══ Available records

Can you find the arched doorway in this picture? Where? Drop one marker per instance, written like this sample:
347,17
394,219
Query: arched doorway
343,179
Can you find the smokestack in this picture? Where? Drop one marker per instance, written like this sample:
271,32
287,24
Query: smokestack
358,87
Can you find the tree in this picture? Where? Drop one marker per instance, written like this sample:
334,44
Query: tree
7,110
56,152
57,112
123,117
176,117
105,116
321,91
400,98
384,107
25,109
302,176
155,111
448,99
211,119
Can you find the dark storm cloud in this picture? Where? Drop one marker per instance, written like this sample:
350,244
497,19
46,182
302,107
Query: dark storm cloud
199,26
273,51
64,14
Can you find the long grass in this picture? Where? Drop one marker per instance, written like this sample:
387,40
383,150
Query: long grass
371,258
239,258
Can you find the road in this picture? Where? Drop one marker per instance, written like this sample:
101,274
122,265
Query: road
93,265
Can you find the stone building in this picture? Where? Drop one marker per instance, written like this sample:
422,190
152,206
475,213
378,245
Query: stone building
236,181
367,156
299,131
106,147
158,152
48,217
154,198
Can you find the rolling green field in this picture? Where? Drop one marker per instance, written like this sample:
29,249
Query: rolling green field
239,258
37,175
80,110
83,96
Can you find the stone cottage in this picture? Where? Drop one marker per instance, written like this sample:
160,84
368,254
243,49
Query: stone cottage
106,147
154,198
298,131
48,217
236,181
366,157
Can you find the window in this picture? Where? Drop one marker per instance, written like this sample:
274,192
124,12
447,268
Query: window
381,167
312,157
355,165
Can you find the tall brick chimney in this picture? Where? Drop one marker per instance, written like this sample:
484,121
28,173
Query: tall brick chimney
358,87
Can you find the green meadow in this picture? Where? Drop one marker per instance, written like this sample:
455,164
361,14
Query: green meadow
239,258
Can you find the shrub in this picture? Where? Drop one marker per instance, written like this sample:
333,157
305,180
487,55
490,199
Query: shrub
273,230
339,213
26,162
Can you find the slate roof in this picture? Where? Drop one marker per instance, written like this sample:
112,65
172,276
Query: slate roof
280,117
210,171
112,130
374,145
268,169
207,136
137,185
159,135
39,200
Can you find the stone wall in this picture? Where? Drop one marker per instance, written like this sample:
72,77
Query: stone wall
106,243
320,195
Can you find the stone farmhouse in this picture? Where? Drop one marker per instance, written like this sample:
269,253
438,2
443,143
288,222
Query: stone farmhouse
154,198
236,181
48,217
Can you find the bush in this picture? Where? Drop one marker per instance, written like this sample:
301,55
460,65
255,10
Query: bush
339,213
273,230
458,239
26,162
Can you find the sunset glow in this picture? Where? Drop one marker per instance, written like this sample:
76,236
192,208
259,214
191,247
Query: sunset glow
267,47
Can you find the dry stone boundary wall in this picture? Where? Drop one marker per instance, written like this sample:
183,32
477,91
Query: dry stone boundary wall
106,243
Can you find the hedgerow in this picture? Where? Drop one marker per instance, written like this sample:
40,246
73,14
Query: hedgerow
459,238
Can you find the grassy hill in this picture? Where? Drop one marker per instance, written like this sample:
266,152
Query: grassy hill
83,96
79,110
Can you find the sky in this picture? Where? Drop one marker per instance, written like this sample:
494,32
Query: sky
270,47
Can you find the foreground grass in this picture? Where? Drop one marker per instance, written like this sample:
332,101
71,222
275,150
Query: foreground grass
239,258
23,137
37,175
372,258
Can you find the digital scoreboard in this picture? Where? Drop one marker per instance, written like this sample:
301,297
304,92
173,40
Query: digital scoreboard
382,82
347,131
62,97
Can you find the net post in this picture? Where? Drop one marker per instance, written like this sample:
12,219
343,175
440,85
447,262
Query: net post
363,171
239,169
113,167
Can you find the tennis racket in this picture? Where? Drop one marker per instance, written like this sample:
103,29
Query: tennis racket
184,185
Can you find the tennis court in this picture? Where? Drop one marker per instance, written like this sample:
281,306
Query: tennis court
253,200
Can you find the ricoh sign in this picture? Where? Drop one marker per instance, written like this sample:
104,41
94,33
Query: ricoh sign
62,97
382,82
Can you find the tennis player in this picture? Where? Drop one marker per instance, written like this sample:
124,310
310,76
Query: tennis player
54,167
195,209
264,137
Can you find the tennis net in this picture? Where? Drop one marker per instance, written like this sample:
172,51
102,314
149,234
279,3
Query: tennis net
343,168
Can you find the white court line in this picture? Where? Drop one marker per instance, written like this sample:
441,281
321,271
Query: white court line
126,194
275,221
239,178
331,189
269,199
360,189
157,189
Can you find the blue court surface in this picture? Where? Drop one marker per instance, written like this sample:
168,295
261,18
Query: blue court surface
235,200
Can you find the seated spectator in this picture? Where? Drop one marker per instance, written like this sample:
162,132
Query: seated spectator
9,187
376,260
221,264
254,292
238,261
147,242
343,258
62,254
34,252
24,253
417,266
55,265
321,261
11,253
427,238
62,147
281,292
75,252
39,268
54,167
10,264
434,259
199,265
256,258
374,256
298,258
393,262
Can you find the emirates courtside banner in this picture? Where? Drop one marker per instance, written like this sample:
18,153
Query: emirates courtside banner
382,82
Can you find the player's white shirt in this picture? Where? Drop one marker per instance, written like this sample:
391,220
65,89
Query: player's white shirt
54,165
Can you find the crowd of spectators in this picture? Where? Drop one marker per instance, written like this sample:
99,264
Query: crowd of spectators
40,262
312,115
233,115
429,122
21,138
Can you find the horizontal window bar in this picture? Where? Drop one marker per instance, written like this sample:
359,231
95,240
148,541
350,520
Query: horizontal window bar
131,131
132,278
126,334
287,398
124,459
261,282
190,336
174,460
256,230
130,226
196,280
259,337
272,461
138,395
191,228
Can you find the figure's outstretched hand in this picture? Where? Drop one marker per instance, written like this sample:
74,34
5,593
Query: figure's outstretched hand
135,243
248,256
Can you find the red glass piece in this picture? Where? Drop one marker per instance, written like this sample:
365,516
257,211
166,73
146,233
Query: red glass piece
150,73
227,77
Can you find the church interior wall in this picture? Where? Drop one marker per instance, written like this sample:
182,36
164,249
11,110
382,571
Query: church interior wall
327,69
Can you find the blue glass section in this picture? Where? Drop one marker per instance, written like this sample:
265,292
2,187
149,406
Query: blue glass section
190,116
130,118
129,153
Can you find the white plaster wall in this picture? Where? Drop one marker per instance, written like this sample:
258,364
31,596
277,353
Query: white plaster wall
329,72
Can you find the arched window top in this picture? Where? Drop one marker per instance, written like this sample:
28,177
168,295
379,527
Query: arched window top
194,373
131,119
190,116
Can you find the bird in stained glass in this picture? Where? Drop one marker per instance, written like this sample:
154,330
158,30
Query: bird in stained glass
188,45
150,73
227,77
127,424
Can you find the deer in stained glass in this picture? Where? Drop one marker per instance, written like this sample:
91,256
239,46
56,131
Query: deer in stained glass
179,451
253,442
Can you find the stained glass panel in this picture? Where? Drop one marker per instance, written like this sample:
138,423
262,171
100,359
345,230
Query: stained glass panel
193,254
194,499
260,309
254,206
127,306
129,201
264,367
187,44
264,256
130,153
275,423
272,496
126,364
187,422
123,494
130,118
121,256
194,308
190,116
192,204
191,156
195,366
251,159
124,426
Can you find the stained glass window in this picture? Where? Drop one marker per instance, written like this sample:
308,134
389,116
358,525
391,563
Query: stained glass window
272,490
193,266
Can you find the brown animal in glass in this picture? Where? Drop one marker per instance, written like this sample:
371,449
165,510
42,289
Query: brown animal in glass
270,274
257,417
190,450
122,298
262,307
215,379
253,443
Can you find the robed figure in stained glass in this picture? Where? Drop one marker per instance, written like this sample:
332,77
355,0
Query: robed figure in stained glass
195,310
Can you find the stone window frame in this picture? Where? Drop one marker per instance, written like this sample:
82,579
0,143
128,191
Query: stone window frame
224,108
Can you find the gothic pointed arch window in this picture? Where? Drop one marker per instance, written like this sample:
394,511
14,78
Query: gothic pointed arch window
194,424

════

Copy exactly the line containing "Can you find the stained glass window" and every line after it, ending with the last line of the records above.

§ Problem solution
Can you find the stained glass window in this picture? Where? Drop one marker per instance, written like this sample:
308,134
389,116
358,525
391,563
Query: stained glass window
272,490
193,266
Can you find the brown animal in glass in this picture? Where? Drop one marker per instance, written like this sample:
371,449
165,510
42,289
Query: brown animal in glass
270,274
257,417
190,450
122,298
262,307
215,379
253,443
Can you find the robed figure in stained glass in this picture? Where? Drop one marker per instance, written like this sample:
332,77
355,0
Query: robed figure in stained glass
195,310
Can you find the stone window frame in this picture? Where? Drop one marker per instance, written like this sample:
82,579
0,143
128,191
Query: stone window frame
224,108
Can you find the gothic pointed arch window in this picture? Where? Drop one marker per instance, written like this sample:
394,511
14,78
Query: gothic pointed arch window
194,424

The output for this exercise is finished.